* _Your goal_: Return, word for word, only the lines from the one containing "Expected: a marker on each instance of the person's" through the last line of the entries.

Point-per-instance localization data

============================================================

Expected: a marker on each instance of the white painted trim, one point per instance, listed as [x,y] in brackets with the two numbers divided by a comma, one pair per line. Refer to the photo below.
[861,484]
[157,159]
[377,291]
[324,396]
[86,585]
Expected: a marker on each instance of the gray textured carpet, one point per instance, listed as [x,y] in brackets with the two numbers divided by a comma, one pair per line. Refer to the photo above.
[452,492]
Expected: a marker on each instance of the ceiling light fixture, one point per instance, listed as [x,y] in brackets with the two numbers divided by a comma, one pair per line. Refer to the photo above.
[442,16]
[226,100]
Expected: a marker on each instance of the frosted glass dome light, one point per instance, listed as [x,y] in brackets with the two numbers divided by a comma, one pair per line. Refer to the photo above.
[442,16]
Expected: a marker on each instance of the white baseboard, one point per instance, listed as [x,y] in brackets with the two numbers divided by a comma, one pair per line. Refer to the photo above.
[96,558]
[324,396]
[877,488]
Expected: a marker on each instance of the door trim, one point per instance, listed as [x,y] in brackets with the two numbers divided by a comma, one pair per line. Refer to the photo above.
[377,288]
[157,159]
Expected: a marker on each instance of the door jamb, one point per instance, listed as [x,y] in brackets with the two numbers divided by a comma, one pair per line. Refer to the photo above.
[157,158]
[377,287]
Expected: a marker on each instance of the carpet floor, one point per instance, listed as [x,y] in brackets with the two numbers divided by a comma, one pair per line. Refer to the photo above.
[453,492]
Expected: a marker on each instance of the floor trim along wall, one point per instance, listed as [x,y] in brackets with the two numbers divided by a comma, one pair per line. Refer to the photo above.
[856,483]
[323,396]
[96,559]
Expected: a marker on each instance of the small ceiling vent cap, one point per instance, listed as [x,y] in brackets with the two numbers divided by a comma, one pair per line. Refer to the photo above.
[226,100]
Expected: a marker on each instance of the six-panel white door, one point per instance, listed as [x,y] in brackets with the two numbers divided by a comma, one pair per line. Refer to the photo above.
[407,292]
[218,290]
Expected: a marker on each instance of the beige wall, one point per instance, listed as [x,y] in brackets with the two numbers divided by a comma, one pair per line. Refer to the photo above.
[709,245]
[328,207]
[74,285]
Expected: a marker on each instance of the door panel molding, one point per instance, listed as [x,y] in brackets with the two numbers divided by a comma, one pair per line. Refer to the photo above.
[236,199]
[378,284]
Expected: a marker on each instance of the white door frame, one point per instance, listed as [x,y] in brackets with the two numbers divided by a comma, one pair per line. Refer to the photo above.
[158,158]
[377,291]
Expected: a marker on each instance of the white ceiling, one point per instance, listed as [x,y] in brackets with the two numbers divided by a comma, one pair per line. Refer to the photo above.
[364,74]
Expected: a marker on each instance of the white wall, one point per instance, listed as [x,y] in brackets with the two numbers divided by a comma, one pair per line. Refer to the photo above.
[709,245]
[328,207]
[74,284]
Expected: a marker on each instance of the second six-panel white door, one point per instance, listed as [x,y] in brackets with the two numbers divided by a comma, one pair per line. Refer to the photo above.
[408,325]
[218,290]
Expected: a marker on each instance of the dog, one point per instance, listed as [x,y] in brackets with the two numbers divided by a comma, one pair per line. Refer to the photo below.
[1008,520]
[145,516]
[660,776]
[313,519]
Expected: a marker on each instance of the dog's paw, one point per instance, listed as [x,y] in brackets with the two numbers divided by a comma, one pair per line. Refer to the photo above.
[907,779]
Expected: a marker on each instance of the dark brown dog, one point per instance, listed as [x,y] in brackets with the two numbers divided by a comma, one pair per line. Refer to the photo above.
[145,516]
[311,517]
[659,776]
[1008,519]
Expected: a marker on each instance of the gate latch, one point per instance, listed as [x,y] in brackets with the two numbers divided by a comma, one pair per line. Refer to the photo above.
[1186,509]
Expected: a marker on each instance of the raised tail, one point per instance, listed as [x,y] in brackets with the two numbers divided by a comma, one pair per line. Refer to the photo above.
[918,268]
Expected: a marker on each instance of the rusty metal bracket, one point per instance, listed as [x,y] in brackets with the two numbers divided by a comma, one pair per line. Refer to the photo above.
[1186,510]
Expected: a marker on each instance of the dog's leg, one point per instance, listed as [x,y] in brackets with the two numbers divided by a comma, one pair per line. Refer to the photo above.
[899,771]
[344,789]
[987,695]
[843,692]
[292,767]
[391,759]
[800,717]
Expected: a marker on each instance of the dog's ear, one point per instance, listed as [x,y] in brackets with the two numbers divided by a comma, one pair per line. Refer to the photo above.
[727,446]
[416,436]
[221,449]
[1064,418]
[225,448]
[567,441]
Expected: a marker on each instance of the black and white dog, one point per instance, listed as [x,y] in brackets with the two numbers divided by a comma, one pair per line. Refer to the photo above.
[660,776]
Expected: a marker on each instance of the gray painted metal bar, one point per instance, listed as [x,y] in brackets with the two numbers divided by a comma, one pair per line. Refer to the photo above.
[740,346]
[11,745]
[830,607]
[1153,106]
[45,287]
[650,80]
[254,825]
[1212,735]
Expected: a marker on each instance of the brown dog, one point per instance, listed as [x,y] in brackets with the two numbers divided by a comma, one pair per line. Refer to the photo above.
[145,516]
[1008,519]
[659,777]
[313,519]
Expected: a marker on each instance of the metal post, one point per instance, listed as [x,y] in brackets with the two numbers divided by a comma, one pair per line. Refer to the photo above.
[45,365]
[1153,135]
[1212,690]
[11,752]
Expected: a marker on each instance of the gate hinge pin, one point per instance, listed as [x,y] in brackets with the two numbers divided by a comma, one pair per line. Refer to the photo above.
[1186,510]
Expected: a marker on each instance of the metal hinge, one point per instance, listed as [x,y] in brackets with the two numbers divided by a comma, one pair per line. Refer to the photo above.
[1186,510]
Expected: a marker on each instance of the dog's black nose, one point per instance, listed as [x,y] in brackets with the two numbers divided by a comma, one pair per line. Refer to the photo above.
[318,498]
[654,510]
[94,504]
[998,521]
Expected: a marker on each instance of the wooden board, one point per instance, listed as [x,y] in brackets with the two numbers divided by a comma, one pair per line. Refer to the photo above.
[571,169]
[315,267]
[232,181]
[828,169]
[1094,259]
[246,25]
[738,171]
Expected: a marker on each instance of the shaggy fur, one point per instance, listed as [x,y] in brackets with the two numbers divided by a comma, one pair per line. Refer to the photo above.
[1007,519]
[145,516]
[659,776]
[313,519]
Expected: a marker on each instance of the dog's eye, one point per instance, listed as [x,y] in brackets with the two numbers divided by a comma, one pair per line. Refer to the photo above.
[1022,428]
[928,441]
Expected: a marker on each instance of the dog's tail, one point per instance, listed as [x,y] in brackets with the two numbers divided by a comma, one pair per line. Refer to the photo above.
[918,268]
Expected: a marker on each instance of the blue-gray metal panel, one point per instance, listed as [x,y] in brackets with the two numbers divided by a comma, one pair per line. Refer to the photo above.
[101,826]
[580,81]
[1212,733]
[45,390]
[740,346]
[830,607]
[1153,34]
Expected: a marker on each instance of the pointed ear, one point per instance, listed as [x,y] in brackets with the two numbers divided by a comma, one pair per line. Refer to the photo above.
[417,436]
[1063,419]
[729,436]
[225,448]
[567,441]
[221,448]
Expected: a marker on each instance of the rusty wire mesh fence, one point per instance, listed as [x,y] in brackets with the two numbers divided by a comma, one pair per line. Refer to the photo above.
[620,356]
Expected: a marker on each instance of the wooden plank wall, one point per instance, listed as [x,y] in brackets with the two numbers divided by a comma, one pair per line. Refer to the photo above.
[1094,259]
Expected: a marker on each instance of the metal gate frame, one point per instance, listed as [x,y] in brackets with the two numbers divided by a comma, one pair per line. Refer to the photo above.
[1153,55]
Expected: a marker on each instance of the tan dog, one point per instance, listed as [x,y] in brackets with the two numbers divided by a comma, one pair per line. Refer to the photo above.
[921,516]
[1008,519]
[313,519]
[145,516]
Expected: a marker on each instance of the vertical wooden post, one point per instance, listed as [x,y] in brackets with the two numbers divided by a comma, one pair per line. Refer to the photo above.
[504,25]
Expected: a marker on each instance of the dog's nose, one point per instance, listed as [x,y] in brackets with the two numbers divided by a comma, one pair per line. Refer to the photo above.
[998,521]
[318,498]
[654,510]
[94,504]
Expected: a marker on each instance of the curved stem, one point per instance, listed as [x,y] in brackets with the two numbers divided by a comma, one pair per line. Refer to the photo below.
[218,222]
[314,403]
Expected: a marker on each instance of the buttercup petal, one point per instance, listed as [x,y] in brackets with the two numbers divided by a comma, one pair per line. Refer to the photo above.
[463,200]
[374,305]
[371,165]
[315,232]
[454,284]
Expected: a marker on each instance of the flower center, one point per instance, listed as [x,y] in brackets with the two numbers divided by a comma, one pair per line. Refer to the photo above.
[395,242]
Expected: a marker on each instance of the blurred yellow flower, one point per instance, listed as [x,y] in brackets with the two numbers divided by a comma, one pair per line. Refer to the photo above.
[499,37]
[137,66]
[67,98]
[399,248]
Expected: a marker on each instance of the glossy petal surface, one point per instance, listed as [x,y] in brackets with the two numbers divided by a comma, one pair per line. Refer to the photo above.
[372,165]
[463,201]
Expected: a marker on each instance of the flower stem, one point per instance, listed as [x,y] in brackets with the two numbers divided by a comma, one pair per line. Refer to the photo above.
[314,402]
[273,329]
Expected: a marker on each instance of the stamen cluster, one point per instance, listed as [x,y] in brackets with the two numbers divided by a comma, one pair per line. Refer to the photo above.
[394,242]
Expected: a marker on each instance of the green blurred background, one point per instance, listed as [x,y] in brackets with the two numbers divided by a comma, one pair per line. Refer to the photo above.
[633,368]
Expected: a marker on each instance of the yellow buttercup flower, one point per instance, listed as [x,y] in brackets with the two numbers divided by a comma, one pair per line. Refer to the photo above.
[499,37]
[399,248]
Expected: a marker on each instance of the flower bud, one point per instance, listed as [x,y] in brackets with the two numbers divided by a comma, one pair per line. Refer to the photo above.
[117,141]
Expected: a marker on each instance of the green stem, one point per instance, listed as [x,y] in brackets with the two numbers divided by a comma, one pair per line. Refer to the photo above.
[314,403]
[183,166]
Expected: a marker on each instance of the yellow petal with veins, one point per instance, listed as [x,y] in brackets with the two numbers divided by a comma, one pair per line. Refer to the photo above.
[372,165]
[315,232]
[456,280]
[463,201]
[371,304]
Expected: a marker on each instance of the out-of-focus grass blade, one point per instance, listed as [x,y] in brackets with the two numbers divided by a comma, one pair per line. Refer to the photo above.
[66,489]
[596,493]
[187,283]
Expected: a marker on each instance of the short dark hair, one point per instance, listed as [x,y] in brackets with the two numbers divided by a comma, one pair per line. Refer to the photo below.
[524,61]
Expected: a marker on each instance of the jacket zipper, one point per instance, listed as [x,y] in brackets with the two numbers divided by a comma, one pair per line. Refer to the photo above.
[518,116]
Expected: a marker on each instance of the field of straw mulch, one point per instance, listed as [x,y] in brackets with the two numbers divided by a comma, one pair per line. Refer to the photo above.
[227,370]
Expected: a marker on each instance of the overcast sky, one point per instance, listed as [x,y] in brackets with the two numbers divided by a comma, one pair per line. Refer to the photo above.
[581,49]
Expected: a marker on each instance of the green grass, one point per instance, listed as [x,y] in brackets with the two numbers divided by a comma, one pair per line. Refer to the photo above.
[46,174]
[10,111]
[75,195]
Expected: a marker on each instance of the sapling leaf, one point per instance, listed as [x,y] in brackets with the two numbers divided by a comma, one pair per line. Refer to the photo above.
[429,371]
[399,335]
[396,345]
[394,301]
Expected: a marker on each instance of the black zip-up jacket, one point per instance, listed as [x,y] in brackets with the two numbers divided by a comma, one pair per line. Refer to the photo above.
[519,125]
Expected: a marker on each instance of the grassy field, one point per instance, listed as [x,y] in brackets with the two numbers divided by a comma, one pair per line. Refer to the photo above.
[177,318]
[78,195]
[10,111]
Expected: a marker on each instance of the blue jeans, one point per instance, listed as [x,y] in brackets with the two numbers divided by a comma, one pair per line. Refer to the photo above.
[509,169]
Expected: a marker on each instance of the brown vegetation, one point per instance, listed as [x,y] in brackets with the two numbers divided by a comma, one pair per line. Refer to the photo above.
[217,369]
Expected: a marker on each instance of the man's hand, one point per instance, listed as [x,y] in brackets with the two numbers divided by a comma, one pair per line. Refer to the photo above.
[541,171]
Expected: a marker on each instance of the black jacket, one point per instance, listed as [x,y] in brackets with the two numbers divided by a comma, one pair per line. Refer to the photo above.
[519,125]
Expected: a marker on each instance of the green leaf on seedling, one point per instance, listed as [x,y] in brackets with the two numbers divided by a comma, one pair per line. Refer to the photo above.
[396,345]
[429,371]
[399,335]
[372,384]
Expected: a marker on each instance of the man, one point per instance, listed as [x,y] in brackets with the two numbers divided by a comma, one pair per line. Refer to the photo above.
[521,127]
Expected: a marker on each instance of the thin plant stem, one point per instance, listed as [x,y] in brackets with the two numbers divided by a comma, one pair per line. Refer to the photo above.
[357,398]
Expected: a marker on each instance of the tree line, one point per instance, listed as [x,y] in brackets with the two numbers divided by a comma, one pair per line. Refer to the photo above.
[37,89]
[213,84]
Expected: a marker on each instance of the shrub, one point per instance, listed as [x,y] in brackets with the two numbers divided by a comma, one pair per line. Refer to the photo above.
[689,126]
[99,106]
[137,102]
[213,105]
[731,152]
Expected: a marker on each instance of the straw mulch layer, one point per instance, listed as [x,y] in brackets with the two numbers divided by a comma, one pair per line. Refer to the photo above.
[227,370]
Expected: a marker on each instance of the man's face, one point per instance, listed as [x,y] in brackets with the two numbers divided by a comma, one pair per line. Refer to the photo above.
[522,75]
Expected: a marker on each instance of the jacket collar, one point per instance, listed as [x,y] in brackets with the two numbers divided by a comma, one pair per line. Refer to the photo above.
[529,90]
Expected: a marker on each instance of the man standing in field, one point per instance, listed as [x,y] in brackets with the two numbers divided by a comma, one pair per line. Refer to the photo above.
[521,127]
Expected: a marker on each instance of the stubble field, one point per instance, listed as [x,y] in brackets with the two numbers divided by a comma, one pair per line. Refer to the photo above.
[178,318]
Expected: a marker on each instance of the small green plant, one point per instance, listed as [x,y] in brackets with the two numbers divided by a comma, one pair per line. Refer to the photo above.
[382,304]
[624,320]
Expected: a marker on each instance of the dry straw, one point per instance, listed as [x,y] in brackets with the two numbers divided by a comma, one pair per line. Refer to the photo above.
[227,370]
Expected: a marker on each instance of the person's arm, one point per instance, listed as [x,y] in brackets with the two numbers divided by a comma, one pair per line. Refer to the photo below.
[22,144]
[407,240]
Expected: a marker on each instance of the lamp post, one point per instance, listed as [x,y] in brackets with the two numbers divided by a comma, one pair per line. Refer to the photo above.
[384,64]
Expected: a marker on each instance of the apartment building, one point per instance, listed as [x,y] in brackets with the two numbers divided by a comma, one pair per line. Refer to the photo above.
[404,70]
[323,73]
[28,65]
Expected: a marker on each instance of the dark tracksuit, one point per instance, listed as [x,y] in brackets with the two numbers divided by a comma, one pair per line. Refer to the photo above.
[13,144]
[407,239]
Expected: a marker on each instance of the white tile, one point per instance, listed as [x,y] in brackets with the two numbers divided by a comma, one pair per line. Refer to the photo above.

============================================================

* _The answer_:
Expected: a marker on each instance of the person's arm, one point per instance, listed as [x,y] in brackets with the two numbers divided by a comma, one pair per line. Refer to the photo below.
[22,144]
[407,240]
Expected: a marker on each instance of the lamp post, one point per instance, listed as [x,y] in brackets with the two numbers divided by a comma, one pair per line. Refer to the photo above.
[384,64]
Expected: a marker on each instance of the apartment building, one point per instance, listed as [x,y] in brackets with the two numbers divided by a comma, one pair per line. Refer to the photo above.
[404,70]
[323,73]
[28,65]
Expected: a marker on each instance of the dark tracksuit, one point per instance, listed as [x,y] in brackets with the two numbers divided by a comma, one pair per line. Refer to the photo above.
[13,144]
[407,239]
Expected: a marker on each instance of the white tile, one point per instance, listed as [x,y] in brackets with the two numbers divided by a comma, one pair per line. Refer to the photo above.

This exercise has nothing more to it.